§ Aim of the exercise:
Give the number of lines in this listing that contain "below", with no other words.
↓
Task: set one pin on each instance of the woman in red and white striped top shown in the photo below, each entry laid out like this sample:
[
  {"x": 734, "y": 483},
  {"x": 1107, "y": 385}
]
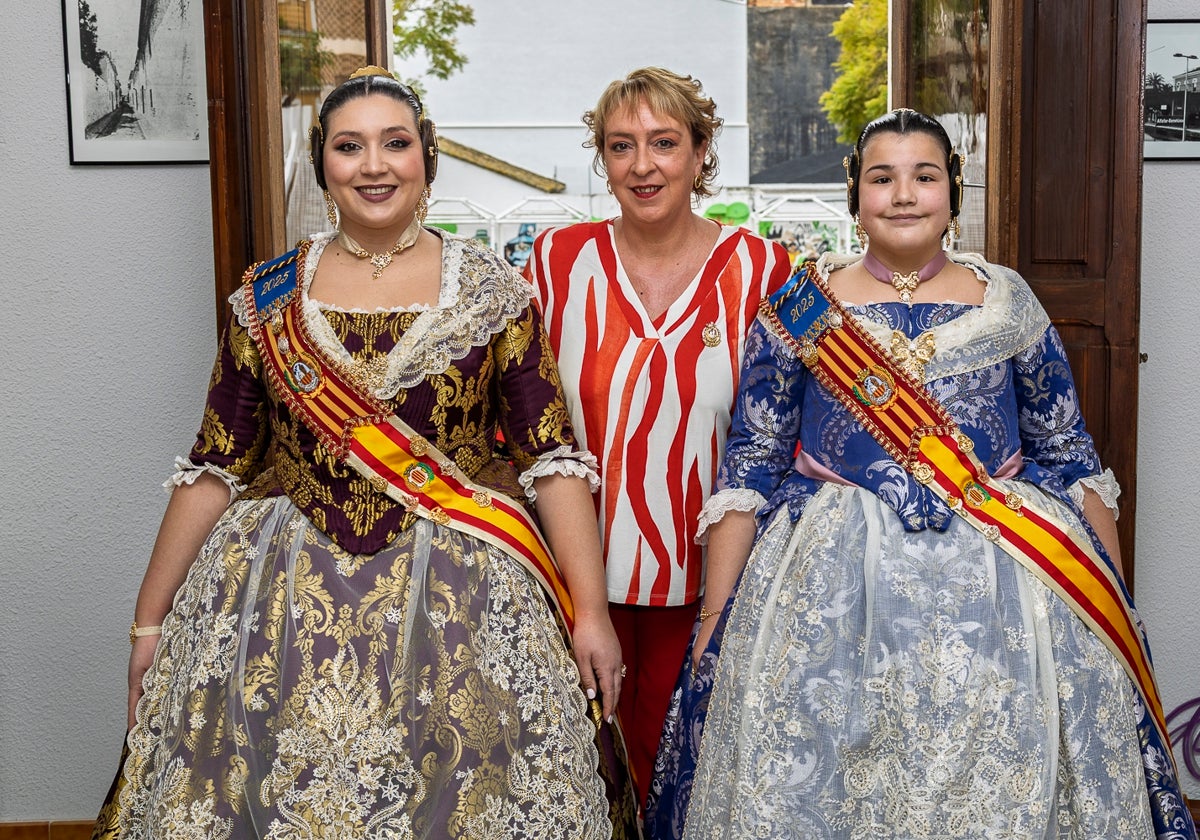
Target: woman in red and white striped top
[{"x": 647, "y": 316}]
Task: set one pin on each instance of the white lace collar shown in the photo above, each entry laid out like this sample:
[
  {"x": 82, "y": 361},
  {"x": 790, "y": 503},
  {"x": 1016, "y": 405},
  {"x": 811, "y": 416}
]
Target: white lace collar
[
  {"x": 1008, "y": 321},
  {"x": 479, "y": 294}
]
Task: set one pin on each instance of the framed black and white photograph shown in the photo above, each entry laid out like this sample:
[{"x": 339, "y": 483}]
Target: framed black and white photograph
[
  {"x": 1171, "y": 111},
  {"x": 136, "y": 82}
]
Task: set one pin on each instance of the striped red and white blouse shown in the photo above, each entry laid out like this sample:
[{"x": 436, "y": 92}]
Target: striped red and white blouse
[{"x": 651, "y": 397}]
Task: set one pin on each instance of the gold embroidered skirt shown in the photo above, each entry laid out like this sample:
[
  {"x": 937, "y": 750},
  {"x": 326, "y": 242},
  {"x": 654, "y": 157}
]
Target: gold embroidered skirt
[{"x": 300, "y": 691}]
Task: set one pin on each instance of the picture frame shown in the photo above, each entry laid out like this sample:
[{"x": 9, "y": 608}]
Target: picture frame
[
  {"x": 136, "y": 82},
  {"x": 1171, "y": 90}
]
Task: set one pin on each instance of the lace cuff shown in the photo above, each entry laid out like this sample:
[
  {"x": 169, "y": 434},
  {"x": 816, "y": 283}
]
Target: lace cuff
[
  {"x": 1104, "y": 485},
  {"x": 562, "y": 461},
  {"x": 187, "y": 472},
  {"x": 723, "y": 502}
]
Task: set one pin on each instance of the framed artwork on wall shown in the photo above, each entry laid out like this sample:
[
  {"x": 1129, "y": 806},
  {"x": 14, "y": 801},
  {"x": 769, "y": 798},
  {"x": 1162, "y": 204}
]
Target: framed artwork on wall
[
  {"x": 136, "y": 81},
  {"x": 1171, "y": 105}
]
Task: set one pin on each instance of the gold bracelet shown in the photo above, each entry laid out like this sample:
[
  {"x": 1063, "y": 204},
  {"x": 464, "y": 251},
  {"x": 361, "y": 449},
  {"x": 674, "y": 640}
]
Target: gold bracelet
[{"x": 136, "y": 631}]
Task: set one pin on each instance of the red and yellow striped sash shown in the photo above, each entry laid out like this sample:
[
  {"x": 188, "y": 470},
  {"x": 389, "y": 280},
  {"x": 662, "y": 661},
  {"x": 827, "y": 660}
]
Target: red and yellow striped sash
[
  {"x": 917, "y": 431},
  {"x": 363, "y": 431}
]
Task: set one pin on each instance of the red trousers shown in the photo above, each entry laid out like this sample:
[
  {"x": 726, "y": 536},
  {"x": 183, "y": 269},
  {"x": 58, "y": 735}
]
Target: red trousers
[{"x": 653, "y": 643}]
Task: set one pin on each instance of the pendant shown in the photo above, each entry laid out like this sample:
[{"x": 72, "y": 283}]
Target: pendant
[
  {"x": 905, "y": 283},
  {"x": 381, "y": 261}
]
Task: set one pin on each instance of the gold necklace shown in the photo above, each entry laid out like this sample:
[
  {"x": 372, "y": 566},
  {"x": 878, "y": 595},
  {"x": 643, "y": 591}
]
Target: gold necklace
[{"x": 382, "y": 261}]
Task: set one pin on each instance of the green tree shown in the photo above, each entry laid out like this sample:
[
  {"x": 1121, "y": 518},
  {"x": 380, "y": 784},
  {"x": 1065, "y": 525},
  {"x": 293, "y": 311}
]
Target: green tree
[
  {"x": 429, "y": 27},
  {"x": 859, "y": 94},
  {"x": 1156, "y": 82},
  {"x": 301, "y": 59}
]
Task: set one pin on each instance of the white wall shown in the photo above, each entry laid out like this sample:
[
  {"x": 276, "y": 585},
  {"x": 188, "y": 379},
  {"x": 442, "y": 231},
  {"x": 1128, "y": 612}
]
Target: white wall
[
  {"x": 108, "y": 334},
  {"x": 549, "y": 60},
  {"x": 1168, "y": 582}
]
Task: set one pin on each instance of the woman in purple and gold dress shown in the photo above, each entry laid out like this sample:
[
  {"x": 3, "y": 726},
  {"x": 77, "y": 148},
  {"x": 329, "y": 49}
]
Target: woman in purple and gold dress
[
  {"x": 348, "y": 623},
  {"x": 930, "y": 636}
]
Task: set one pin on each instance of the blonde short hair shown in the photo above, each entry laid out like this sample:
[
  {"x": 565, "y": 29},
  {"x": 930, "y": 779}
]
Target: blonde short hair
[{"x": 681, "y": 97}]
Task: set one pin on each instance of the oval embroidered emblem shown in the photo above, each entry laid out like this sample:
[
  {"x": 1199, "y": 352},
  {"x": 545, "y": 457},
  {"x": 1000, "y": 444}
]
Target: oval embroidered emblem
[
  {"x": 418, "y": 475},
  {"x": 304, "y": 378},
  {"x": 876, "y": 388},
  {"x": 975, "y": 495}
]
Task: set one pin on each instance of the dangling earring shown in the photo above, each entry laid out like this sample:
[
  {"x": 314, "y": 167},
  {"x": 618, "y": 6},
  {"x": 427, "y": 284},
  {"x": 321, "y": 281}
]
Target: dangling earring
[
  {"x": 423, "y": 204},
  {"x": 861, "y": 232},
  {"x": 330, "y": 210}
]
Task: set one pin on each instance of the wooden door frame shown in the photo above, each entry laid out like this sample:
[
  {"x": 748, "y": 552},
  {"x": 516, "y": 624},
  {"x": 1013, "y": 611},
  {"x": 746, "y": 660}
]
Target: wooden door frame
[
  {"x": 246, "y": 131},
  {"x": 1012, "y": 135}
]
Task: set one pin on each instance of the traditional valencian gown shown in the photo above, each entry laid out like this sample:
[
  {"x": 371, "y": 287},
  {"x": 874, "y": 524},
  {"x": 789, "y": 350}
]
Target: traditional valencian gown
[
  {"x": 337, "y": 667},
  {"x": 885, "y": 670}
]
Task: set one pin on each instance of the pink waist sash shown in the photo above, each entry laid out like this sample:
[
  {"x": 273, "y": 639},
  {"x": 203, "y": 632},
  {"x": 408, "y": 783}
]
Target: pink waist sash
[{"x": 805, "y": 465}]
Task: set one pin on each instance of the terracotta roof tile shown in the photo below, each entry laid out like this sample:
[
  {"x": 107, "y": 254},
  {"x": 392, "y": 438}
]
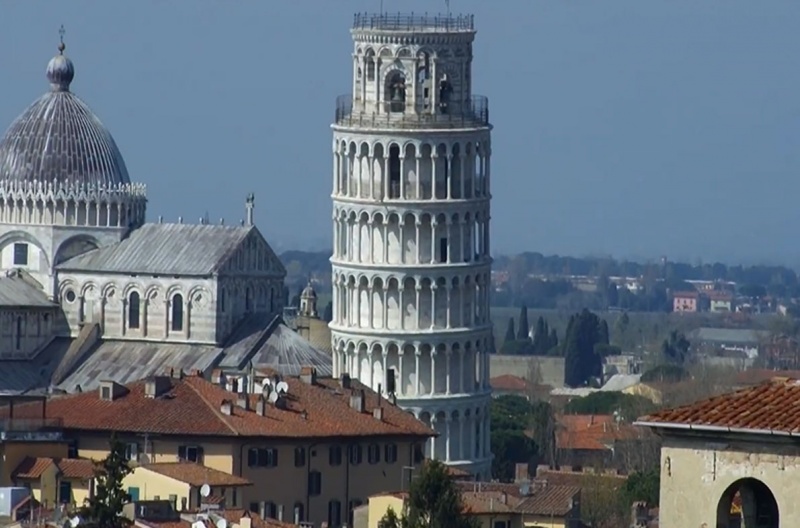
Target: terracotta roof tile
[
  {"x": 765, "y": 407},
  {"x": 550, "y": 500},
  {"x": 196, "y": 474},
  {"x": 591, "y": 432},
  {"x": 79, "y": 468},
  {"x": 192, "y": 406},
  {"x": 71, "y": 468}
]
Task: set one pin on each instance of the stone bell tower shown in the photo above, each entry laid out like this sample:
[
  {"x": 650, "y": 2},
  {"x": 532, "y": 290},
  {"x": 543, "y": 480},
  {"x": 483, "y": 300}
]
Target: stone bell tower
[{"x": 411, "y": 197}]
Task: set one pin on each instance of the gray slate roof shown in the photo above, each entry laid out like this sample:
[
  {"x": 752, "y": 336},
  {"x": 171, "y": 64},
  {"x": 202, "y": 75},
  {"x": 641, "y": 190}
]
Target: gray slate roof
[
  {"x": 168, "y": 249},
  {"x": 16, "y": 292},
  {"x": 728, "y": 336},
  {"x": 268, "y": 343},
  {"x": 58, "y": 138},
  {"x": 128, "y": 361}
]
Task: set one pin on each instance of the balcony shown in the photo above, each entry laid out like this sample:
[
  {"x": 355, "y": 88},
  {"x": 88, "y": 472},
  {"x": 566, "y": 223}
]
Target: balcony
[
  {"x": 473, "y": 112},
  {"x": 441, "y": 23}
]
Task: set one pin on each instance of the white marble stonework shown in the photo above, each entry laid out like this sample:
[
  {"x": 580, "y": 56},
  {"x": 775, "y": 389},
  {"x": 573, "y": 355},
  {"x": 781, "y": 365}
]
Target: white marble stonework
[{"x": 411, "y": 211}]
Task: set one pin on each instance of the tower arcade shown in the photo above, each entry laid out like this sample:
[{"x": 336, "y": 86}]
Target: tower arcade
[{"x": 411, "y": 210}]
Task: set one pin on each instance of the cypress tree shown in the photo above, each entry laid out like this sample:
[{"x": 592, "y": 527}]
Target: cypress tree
[
  {"x": 510, "y": 334},
  {"x": 524, "y": 328}
]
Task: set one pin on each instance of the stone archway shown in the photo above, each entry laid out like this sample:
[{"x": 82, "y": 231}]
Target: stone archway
[{"x": 747, "y": 503}]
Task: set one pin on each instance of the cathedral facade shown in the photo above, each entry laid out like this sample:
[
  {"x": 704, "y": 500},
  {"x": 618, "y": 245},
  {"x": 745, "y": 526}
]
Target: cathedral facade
[{"x": 90, "y": 290}]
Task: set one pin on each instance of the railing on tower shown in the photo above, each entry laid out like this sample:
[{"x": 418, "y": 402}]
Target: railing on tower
[
  {"x": 413, "y": 22},
  {"x": 472, "y": 112}
]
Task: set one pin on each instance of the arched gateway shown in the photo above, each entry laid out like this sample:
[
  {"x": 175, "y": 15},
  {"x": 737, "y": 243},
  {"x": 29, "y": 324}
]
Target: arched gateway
[{"x": 731, "y": 461}]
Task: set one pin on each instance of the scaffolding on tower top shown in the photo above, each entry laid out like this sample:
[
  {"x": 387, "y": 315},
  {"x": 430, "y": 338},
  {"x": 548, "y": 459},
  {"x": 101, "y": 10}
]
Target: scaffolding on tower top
[{"x": 440, "y": 23}]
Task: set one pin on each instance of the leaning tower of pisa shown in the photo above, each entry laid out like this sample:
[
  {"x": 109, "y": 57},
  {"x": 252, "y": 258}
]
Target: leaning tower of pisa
[{"x": 411, "y": 264}]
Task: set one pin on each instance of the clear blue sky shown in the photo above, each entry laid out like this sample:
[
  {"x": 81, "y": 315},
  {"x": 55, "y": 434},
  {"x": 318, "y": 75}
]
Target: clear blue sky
[{"x": 625, "y": 127}]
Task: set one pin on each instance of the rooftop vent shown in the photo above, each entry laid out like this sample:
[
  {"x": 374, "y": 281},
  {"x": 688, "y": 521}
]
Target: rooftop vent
[
  {"x": 157, "y": 386},
  {"x": 357, "y": 401},
  {"x": 111, "y": 390}
]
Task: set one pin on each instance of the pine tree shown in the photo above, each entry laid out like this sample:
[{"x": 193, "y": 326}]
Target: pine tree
[
  {"x": 553, "y": 340},
  {"x": 603, "y": 337},
  {"x": 540, "y": 337},
  {"x": 434, "y": 501},
  {"x": 511, "y": 335},
  {"x": 103, "y": 510},
  {"x": 524, "y": 329}
]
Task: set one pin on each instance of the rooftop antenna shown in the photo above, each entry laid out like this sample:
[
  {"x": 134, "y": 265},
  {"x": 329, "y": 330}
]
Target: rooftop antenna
[{"x": 61, "y": 45}]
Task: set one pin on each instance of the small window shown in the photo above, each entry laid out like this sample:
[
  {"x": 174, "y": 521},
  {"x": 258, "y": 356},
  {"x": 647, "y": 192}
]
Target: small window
[
  {"x": 335, "y": 455},
  {"x": 314, "y": 483},
  {"x": 190, "y": 454},
  {"x": 299, "y": 456},
  {"x": 391, "y": 453},
  {"x": 374, "y": 453},
  {"x": 355, "y": 454},
  {"x": 262, "y": 457},
  {"x": 20, "y": 254},
  {"x": 133, "y": 310},
  {"x": 177, "y": 313},
  {"x": 334, "y": 513},
  {"x": 131, "y": 451},
  {"x": 65, "y": 492}
]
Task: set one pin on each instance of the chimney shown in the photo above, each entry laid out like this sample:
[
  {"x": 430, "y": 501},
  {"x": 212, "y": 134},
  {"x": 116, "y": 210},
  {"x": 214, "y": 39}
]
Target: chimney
[
  {"x": 282, "y": 403},
  {"x": 157, "y": 386},
  {"x": 357, "y": 401},
  {"x": 308, "y": 375}
]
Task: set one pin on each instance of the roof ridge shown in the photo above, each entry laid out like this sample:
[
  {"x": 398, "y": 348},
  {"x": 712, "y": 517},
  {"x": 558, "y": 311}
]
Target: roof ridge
[{"x": 213, "y": 408}]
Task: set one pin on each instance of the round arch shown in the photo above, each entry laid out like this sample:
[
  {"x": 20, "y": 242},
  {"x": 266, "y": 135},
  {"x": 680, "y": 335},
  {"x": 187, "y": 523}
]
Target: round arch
[{"x": 748, "y": 502}]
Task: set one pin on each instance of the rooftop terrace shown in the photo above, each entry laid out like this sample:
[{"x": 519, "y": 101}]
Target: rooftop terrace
[{"x": 441, "y": 23}]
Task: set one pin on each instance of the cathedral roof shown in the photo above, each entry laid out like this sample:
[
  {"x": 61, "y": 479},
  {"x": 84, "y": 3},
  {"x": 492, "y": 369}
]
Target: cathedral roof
[
  {"x": 173, "y": 249},
  {"x": 58, "y": 138}
]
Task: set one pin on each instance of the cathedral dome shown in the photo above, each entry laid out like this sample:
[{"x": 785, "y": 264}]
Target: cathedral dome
[{"x": 59, "y": 139}]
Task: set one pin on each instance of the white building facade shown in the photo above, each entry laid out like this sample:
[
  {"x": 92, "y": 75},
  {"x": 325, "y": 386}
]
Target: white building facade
[{"x": 411, "y": 208}]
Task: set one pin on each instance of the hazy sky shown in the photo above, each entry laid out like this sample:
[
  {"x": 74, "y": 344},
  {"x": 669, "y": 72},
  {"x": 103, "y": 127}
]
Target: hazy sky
[{"x": 632, "y": 128}]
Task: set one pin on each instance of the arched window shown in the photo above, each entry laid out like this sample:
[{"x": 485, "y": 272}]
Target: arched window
[
  {"x": 298, "y": 513},
  {"x": 133, "y": 310},
  {"x": 19, "y": 333},
  {"x": 177, "y": 312}
]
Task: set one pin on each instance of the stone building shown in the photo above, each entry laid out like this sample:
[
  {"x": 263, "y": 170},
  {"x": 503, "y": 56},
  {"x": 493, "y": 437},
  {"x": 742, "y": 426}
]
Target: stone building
[
  {"x": 731, "y": 461},
  {"x": 411, "y": 261},
  {"x": 90, "y": 290}
]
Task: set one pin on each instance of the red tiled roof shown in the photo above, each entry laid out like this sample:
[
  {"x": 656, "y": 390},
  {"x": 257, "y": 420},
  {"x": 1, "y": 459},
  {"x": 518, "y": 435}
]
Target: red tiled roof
[
  {"x": 192, "y": 406},
  {"x": 550, "y": 500},
  {"x": 196, "y": 474},
  {"x": 765, "y": 407},
  {"x": 71, "y": 468},
  {"x": 509, "y": 382}
]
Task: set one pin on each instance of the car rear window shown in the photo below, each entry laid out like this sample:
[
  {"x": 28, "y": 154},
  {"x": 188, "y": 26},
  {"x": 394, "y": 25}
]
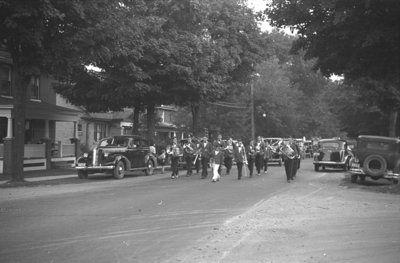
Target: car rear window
[
  {"x": 330, "y": 145},
  {"x": 381, "y": 146}
]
↑
§ Problem solution:
3